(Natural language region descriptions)
+ + +

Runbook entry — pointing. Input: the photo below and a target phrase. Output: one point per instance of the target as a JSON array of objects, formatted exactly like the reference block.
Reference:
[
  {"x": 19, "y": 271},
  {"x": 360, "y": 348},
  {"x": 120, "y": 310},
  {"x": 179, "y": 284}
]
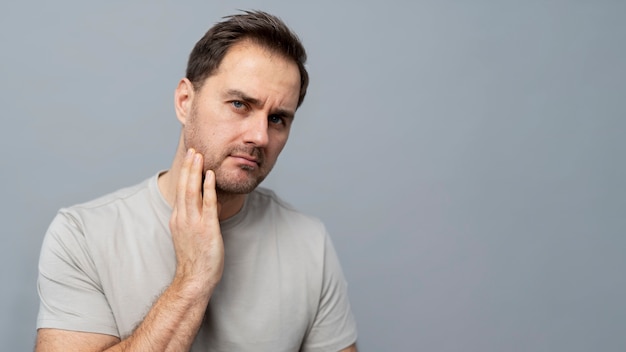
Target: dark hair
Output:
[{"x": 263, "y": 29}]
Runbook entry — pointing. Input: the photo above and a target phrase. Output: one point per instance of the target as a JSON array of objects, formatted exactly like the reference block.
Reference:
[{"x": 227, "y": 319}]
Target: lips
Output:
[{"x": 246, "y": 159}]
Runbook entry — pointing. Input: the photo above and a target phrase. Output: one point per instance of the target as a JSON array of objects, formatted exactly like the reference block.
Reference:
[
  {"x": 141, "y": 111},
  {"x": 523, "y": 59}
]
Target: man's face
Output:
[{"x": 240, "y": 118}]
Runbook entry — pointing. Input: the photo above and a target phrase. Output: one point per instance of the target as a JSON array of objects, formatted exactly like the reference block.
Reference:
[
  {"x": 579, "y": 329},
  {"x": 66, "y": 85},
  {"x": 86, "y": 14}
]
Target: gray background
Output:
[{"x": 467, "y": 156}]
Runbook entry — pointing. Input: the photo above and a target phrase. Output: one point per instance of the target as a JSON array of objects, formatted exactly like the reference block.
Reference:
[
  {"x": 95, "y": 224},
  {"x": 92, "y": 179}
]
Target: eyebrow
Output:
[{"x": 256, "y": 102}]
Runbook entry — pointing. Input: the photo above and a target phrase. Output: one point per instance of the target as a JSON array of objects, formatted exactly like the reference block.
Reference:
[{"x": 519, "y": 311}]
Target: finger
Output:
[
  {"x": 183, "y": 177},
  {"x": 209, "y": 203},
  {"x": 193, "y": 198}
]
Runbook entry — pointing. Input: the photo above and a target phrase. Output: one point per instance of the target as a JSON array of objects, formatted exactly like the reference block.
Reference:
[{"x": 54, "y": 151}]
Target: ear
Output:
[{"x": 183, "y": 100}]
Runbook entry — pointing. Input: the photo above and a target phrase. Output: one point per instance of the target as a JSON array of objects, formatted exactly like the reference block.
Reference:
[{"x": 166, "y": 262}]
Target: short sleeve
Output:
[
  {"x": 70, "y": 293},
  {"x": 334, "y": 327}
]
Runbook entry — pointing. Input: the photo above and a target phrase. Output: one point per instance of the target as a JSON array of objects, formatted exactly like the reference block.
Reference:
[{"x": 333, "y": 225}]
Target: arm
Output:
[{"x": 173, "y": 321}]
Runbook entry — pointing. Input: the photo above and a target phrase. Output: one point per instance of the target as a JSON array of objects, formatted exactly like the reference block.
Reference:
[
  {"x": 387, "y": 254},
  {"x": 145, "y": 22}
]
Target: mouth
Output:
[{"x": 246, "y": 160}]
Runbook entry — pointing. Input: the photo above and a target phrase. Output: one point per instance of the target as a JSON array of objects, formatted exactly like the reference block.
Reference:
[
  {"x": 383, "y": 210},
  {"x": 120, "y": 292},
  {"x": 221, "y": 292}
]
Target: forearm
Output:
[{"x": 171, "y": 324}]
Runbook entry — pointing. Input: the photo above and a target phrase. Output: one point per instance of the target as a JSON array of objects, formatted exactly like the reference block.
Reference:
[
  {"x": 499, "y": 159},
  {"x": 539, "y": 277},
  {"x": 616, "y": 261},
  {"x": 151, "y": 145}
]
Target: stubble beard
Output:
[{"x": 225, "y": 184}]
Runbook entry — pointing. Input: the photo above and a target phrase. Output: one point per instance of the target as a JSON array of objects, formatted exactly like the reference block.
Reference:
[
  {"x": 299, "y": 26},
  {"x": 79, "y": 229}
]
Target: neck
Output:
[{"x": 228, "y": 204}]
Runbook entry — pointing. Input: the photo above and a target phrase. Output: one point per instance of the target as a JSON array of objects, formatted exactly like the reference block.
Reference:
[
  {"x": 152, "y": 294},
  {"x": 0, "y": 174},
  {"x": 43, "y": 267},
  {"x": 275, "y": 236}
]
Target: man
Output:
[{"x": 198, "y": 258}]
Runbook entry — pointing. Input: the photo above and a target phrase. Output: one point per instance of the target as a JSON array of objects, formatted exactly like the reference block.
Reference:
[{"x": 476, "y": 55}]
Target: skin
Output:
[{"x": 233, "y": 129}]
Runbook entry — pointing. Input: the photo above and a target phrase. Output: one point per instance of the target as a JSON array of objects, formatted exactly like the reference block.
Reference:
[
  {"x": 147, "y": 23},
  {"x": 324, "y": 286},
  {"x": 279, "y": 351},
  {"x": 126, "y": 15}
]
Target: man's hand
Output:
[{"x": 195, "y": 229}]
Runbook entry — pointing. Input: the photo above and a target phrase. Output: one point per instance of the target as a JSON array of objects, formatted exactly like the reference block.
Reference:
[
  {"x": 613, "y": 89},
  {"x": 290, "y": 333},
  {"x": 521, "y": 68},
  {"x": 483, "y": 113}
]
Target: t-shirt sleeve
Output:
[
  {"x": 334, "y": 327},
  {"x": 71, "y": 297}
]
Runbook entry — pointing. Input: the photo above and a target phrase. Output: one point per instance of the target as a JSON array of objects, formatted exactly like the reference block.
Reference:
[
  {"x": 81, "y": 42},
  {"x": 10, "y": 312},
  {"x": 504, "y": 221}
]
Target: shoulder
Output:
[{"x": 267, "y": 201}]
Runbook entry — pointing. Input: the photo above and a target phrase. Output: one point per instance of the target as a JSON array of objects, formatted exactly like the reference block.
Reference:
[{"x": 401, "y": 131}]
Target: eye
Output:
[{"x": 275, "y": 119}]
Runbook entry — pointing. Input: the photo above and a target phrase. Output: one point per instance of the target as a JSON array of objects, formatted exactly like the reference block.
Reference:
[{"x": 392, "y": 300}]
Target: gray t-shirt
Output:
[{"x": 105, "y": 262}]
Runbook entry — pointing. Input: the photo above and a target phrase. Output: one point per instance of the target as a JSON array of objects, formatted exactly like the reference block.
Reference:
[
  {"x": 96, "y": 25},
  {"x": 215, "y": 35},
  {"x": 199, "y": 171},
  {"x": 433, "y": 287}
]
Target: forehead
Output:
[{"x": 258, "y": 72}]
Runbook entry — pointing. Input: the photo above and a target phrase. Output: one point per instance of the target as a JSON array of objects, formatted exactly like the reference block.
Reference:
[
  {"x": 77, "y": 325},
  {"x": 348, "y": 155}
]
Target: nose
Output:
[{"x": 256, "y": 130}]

+ + +

**ASSIGNMENT:** Scanning the data above, copy out every line where "sleeve" is found.

**RESPONSE:**
Target: short sleeve
Target: t-shirt sleeve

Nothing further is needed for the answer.